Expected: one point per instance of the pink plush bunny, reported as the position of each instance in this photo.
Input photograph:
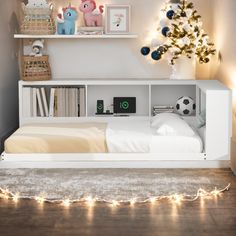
(92, 17)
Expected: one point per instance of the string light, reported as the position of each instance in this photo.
(66, 202)
(15, 197)
(132, 201)
(115, 203)
(152, 200)
(175, 198)
(40, 200)
(90, 201)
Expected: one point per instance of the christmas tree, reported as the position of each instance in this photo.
(182, 34)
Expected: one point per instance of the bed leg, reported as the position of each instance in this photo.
(2, 156)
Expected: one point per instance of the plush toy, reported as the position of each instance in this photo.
(38, 4)
(92, 17)
(66, 24)
(37, 48)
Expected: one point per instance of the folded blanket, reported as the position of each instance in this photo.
(58, 138)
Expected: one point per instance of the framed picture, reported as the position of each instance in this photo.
(117, 19)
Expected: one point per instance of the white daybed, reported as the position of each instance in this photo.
(131, 142)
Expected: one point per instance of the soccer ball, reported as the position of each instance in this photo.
(185, 106)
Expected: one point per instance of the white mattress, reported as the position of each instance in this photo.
(128, 136)
(139, 137)
(175, 144)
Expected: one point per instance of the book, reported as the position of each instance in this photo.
(51, 103)
(34, 102)
(40, 104)
(27, 105)
(82, 111)
(45, 103)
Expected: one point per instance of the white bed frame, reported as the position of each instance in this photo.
(217, 138)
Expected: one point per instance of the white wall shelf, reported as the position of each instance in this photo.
(77, 36)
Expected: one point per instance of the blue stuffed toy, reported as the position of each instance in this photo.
(67, 24)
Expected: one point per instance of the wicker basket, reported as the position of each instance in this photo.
(37, 21)
(36, 68)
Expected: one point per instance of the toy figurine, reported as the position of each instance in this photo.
(66, 25)
(37, 4)
(92, 17)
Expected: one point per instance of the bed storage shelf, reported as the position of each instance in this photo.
(213, 101)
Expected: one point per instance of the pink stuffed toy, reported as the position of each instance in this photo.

Problem description: Make an exact copy of every entry above, minus the images.

Problem solution:
Expected: one point per instance of the pink plush bunny, reported as the position of each instance in this photo.
Input photograph:
(92, 17)
Expected: one point per instance of the string light, reported as the position of each instance in this photo.
(66, 202)
(15, 197)
(132, 201)
(115, 203)
(152, 200)
(175, 198)
(40, 200)
(90, 201)
Expected: one point per instance of the christmas tree, reported as the position of each instance in this photo.
(182, 34)
Expected: one point per instance of the bed leg, reported as the position of each instance in this photo.
(2, 156)
Expected: one point per instance of the plush toy, reported as the position of each instance in this photo.
(38, 4)
(92, 17)
(66, 24)
(37, 48)
Expected: one point per instance of the folded blanket, reported as the position of each instance in this photo.
(58, 138)
Expected: one point per instance of the framed picture, reported as the position of each instance in this photo.
(117, 19)
Expected: one point per instance of the white daybed, reported as the position of each instance in this photo.
(131, 142)
Expected: one point per instance of the soccer ball, reported as the position of each instance in this photo.
(185, 106)
Expected: one point per instance of the white mattress, reported as the position of each instance in this photo.
(128, 136)
(139, 137)
(175, 144)
Expected: one point per instance of the book, reported as the position of each instance in this photo.
(51, 103)
(34, 102)
(40, 104)
(27, 105)
(82, 111)
(45, 103)
Expected: one point per instance of the white bed frame, reported as the position of each instance in this photo.
(217, 138)
Expected: one point per instance of the white wall shelf, reported as the position of each instance in this photo.
(77, 36)
Expected: one point per instance of the blue stuffed toy, reported as the position of each instance in this photo.
(67, 24)
Expected: one point per instance of the wicker basket, reported as the position of each instance in this photo.
(37, 21)
(36, 68)
Expected: one point per instance of the toy figurine, reported as the position of each instance in this photo.
(66, 25)
(37, 4)
(92, 17)
Expected: one point per instance of the bed storage shelf, reported as the position of each instance in this photo.
(213, 101)
Expected: one point per instance of the pink stuffed toy, reported as the position of each instance in this photo.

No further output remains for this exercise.